_About this task_.
Repeat the data word for word. Do not include the pictures.

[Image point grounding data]
--*--
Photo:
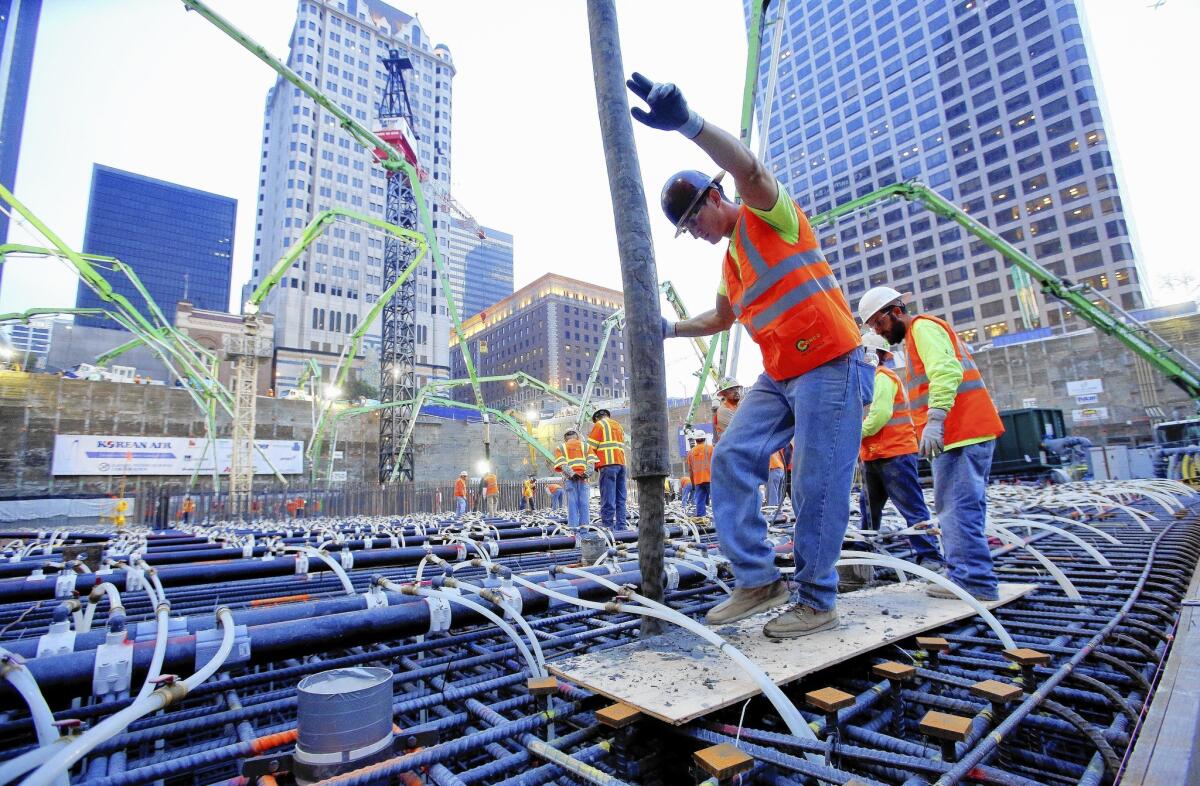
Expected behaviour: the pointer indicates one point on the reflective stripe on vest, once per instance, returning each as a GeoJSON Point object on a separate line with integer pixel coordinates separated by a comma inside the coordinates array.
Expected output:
{"type": "Point", "coordinates": [700, 463]}
{"type": "Point", "coordinates": [787, 297]}
{"type": "Point", "coordinates": [898, 436]}
{"type": "Point", "coordinates": [609, 441]}
{"type": "Point", "coordinates": [571, 454]}
{"type": "Point", "coordinates": [973, 413]}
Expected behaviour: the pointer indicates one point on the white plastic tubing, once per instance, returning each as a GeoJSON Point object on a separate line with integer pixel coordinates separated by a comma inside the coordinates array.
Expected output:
{"type": "Point", "coordinates": [64, 760]}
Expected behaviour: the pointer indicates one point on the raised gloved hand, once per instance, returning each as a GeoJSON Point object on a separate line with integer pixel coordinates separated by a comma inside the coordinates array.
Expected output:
{"type": "Point", "coordinates": [933, 439]}
{"type": "Point", "coordinates": [669, 109]}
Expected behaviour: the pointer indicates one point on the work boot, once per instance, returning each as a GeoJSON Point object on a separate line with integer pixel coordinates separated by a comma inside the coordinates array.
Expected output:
{"type": "Point", "coordinates": [801, 621]}
{"type": "Point", "coordinates": [748, 601]}
{"type": "Point", "coordinates": [939, 591]}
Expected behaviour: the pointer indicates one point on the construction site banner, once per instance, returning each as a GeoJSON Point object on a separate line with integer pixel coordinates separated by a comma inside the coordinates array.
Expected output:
{"type": "Point", "coordinates": [108, 455]}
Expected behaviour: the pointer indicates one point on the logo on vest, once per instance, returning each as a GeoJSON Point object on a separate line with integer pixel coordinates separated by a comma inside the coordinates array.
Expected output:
{"type": "Point", "coordinates": [804, 345]}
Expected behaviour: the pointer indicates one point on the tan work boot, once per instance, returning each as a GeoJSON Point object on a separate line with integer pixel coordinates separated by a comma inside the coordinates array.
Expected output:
{"type": "Point", "coordinates": [748, 601]}
{"type": "Point", "coordinates": [801, 621]}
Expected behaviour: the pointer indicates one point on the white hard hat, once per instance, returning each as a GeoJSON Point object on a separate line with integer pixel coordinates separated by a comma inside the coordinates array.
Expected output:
{"type": "Point", "coordinates": [876, 299]}
{"type": "Point", "coordinates": [873, 340]}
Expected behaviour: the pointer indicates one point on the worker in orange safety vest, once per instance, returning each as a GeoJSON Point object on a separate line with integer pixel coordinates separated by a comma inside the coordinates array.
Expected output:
{"type": "Point", "coordinates": [700, 471]}
{"type": "Point", "coordinates": [575, 460]}
{"type": "Point", "coordinates": [778, 283]}
{"type": "Point", "coordinates": [957, 426]}
{"type": "Point", "coordinates": [607, 439]}
{"type": "Point", "coordinates": [460, 493]}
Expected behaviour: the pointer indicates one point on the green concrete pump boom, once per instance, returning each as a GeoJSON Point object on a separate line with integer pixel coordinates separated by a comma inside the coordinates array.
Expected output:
{"type": "Point", "coordinates": [1108, 318]}
{"type": "Point", "coordinates": [360, 133]}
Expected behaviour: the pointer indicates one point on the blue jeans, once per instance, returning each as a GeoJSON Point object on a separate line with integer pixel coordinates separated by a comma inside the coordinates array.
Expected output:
{"type": "Point", "coordinates": [701, 497]}
{"type": "Point", "coordinates": [822, 411]}
{"type": "Point", "coordinates": [774, 487]}
{"type": "Point", "coordinates": [576, 501]}
{"type": "Point", "coordinates": [612, 496]}
{"type": "Point", "coordinates": [960, 501]}
{"type": "Point", "coordinates": [895, 479]}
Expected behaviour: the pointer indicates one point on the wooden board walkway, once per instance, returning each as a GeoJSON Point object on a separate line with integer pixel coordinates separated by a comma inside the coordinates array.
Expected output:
{"type": "Point", "coordinates": [677, 677]}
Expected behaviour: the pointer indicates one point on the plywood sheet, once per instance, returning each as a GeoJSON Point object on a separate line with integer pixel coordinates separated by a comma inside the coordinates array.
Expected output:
{"type": "Point", "coordinates": [677, 677]}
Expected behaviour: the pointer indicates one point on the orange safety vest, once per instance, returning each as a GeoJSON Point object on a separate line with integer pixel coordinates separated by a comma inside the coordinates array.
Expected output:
{"type": "Point", "coordinates": [787, 298]}
{"type": "Point", "coordinates": [607, 438]}
{"type": "Point", "coordinates": [723, 415]}
{"type": "Point", "coordinates": [700, 463]}
{"type": "Point", "coordinates": [575, 456]}
{"type": "Point", "coordinates": [898, 436]}
{"type": "Point", "coordinates": [973, 413]}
--*--
_Your solution_.
Photo:
Expected behaviour: the pointer indicates one point on the reflective stripe on vest, once per instance, returning each as a GeoJSON Point object on a separate line with integer pixel coordinates separated by a comma inside the coordinates array.
Expected output:
{"type": "Point", "coordinates": [700, 463]}
{"type": "Point", "coordinates": [787, 297]}
{"type": "Point", "coordinates": [898, 436]}
{"type": "Point", "coordinates": [609, 441]}
{"type": "Point", "coordinates": [571, 454]}
{"type": "Point", "coordinates": [973, 413]}
Expected behaviour: the pointer indicates one point on the white plastic tubing, once per instance, returning each as a GeoJSON Point object on a separate line with integer pixel coordinates separated by a comma inside the coordinates array.
Expected output:
{"type": "Point", "coordinates": [64, 760]}
Expected behaviour: the pointer indicates one point on the raised gloved hand, once per instance, returning each as a GeoJSON Point object on a separate line with integer pixel coordinates separated by a comma inside the coordinates array.
Expected output:
{"type": "Point", "coordinates": [933, 439]}
{"type": "Point", "coordinates": [669, 109]}
Expected behaviour: the pointer indicates one point on the work boot, once per instance, returning each as a GeoJSON Point object on a separate line with integer pixel coordinates separated by a comma inside the coordinates array.
Expected output:
{"type": "Point", "coordinates": [801, 621]}
{"type": "Point", "coordinates": [748, 601]}
{"type": "Point", "coordinates": [939, 591]}
Expected behaviour: the pointer indicates one point on the construction site banner, once per instance, returning each as a GeoJSON Point object on a separate line with integer pixel coordinates separated by a comma inside the coordinates array.
Expected output:
{"type": "Point", "coordinates": [108, 455]}
Expected behaviour: the pointer indicates one point on the logo on vest, once per instance, returning each as a GeoJSON Point object on a separate line with integer pixel coordinates separated by a comma inside the coordinates array.
Expected output:
{"type": "Point", "coordinates": [804, 345]}
Expected behaviour: the pointer indicates one point on the tan work boot, once per instance, returning each as a GeoJSON Point object on a separate line with integer pixel coordinates separated by a comma inside the coordinates array.
Expected output:
{"type": "Point", "coordinates": [748, 601]}
{"type": "Point", "coordinates": [801, 621]}
Expected behaviour: the pointer indicates one point on the white hard hat, once per instance, returning each as a GeoJSON Point object on a separate line with integer pixel coordinates separated by a comma inside the coordinates array.
Expected output:
{"type": "Point", "coordinates": [876, 299]}
{"type": "Point", "coordinates": [873, 340]}
Expected behaviour: the pointer indicates one point on the worker in orange safety vest, once per instance, returning each as a GeoJSON Point object on a separate line with integer pixel coordinates separated by a comma inside the coordinates array.
Expected output:
{"type": "Point", "coordinates": [700, 471]}
{"type": "Point", "coordinates": [575, 460]}
{"type": "Point", "coordinates": [778, 283]}
{"type": "Point", "coordinates": [957, 426]}
{"type": "Point", "coordinates": [607, 439]}
{"type": "Point", "coordinates": [460, 493]}
Expected behaviour: the pointer indicates one point on the green concrete pump boom, once per instance, returning each as a GeoJSON Point object on a separate line with integer pixel coordinates separated by a comma inside the coordinates array.
Expected output:
{"type": "Point", "coordinates": [1108, 318]}
{"type": "Point", "coordinates": [360, 133]}
Expected behaviour: the pointer indicates one point on the blue jeans, once per instance, returning each as a GeoJSON Point object on a separate line with integer pixel coordinates separated by a comma inside the coordinates array.
Expected output:
{"type": "Point", "coordinates": [701, 497]}
{"type": "Point", "coordinates": [822, 411]}
{"type": "Point", "coordinates": [774, 487]}
{"type": "Point", "coordinates": [576, 501]}
{"type": "Point", "coordinates": [612, 496]}
{"type": "Point", "coordinates": [960, 501]}
{"type": "Point", "coordinates": [895, 479]}
Expected behaviour: the pointer indicates one point on the wooden board walkway, once per instance, returning each as a GeoJSON Point object on a separate line with integer pixel coordinates separated by a comma inside the coordinates array.
Expected output:
{"type": "Point", "coordinates": [677, 677]}
Expected behaviour: the pointer indicates one point on the plywood sheet, once per instance, returning each as a GeoJSON Point object on a separate line with integer pixel coordinates separated by a comma inside the coordinates array.
Expected output:
{"type": "Point", "coordinates": [677, 677]}
Expected behaviour: the pointer indicates one point on the orange safety vest, once per instance, returning each as a GeoJSON Point object on a separate line with integer pixel coordinates separated by a comma inside the coordinates array.
Expected output:
{"type": "Point", "coordinates": [787, 298]}
{"type": "Point", "coordinates": [607, 438]}
{"type": "Point", "coordinates": [723, 415]}
{"type": "Point", "coordinates": [700, 463]}
{"type": "Point", "coordinates": [575, 456]}
{"type": "Point", "coordinates": [898, 436]}
{"type": "Point", "coordinates": [973, 413]}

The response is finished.